DATA SUPPLIED
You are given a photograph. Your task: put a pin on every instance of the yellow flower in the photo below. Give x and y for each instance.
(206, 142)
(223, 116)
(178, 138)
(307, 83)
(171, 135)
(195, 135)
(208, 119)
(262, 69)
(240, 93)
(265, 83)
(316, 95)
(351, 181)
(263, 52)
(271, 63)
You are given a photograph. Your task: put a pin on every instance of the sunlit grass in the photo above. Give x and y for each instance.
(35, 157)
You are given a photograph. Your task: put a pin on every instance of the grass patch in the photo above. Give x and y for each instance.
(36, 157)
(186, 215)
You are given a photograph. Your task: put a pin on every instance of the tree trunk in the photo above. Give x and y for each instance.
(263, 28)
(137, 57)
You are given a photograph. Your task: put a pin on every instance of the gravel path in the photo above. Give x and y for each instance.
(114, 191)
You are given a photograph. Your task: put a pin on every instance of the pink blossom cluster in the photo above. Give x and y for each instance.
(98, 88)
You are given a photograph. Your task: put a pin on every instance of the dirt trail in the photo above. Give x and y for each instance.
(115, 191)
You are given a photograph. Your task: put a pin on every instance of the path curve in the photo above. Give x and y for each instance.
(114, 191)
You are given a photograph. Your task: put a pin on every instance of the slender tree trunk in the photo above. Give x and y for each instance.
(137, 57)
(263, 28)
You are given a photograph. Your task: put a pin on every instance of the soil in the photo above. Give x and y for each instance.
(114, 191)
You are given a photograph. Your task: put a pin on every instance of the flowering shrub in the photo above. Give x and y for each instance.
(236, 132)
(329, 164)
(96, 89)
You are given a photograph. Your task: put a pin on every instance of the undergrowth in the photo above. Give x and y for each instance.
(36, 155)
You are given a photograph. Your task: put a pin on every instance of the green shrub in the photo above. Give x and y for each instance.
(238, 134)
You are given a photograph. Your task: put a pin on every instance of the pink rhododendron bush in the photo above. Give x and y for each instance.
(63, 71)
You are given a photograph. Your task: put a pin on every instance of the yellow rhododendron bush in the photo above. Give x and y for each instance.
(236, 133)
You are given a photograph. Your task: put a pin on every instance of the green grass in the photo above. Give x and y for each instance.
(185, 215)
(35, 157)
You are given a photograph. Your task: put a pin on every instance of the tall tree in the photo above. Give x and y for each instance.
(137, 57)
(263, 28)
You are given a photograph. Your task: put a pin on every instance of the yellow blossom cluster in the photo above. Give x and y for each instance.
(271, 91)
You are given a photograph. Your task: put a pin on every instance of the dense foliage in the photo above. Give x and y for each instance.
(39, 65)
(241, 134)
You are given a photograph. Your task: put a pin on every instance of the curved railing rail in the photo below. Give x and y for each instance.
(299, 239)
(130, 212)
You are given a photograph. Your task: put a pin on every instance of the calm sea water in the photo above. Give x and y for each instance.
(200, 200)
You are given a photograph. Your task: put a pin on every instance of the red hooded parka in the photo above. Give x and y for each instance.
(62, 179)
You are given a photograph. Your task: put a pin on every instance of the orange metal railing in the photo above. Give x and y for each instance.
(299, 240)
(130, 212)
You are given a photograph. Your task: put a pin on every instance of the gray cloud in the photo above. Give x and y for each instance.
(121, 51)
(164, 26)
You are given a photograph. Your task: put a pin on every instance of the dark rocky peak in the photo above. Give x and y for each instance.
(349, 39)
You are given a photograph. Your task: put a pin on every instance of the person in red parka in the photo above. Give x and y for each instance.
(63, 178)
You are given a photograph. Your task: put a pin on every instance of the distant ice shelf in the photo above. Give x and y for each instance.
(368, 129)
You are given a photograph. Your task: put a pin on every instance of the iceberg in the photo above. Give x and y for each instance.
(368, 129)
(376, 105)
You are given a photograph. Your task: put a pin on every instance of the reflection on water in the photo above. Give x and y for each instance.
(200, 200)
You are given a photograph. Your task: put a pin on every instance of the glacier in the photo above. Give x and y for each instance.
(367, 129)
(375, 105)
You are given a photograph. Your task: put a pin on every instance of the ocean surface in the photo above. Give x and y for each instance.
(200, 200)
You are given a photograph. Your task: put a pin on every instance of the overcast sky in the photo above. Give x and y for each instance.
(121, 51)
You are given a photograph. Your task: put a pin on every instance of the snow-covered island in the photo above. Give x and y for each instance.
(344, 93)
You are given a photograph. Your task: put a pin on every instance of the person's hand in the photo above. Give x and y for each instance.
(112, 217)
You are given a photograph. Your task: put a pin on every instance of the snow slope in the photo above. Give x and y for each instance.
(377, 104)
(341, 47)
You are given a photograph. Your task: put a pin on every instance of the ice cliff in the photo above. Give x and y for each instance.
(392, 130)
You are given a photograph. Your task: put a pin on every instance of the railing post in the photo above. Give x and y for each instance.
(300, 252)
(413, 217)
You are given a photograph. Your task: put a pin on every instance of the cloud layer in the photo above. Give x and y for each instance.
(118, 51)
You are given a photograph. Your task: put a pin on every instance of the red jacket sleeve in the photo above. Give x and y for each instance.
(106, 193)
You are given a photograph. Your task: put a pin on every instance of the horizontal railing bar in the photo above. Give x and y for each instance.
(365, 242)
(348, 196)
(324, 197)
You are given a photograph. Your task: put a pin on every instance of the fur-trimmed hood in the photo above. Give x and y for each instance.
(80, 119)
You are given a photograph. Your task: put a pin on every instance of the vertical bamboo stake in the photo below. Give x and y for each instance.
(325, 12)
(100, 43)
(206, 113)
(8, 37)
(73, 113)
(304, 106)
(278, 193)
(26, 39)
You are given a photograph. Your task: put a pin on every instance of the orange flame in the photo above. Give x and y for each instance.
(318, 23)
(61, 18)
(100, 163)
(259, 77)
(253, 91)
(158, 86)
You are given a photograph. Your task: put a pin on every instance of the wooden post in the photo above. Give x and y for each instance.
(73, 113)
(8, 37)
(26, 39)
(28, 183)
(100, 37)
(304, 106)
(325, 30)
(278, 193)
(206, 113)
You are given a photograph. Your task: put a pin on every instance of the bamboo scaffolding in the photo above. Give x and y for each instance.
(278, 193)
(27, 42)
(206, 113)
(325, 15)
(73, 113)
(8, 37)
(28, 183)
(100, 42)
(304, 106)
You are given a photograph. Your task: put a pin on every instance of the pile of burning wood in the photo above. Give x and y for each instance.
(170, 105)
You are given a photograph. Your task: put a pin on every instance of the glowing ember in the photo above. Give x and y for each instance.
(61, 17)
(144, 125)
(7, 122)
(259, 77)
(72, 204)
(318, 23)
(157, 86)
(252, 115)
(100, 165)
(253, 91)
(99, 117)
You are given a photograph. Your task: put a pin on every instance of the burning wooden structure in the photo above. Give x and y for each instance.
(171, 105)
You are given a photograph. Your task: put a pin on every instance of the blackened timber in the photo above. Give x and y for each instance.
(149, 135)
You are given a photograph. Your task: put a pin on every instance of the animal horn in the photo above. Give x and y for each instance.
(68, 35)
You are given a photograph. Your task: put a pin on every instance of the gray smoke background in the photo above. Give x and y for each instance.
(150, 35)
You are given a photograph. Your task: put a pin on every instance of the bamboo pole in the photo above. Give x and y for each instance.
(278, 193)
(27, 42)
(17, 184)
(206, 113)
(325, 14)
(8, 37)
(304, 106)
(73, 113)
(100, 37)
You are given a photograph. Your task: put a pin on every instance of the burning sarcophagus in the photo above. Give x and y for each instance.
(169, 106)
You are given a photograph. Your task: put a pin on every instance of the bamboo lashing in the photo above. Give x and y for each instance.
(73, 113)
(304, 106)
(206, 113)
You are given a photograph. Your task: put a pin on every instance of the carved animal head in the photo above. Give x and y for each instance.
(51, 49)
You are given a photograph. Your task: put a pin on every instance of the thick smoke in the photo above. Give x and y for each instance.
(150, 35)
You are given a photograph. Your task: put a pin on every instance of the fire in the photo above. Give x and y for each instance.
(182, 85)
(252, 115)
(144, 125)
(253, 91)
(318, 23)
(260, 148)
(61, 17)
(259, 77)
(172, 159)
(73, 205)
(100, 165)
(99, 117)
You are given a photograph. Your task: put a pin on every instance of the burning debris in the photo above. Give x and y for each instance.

DIRECTIONS FOR THIS TASK
Reproduce the listing above exactly from the line containing "the bamboo pole" through its last line, with both of those lines included.

RESULT OF THE TASK
You are given a photograph. Your task: put a pin on every instance of the bamboo pole in the photo above. Give x and y for each instance.
(278, 193)
(27, 42)
(17, 184)
(206, 113)
(325, 14)
(8, 37)
(304, 106)
(73, 113)
(100, 37)
You are given a photograph. Your task: put a pin on every instance of the burning sarcophagus in the photo above. Give x and y for each instance.
(169, 106)
You are given a photograph. Your task: put a pin on every instance of the bamboo lashing in the photo above. Give x and y for each instance.
(73, 113)
(304, 106)
(206, 113)
You are given a photograph. Your task: put a pin on every instance of the carved animal head in the photo above. Give x and y for each instance.
(51, 49)
You are given a photograph. Your task: put a pin on every instance of the thick smoke in the photo above. Give x and y for each instance.
(150, 35)
You are given a photograph. Your task: put a pin on every instance of the fire in the photo above. Give x and y for each instance.
(182, 85)
(252, 115)
(144, 125)
(253, 91)
(318, 23)
(260, 148)
(61, 17)
(259, 77)
(172, 159)
(73, 205)
(100, 165)
(99, 117)
You are given a photograph. Your task: put a pin on every instance of the burning debris in the photo above. Give x and y for each instance.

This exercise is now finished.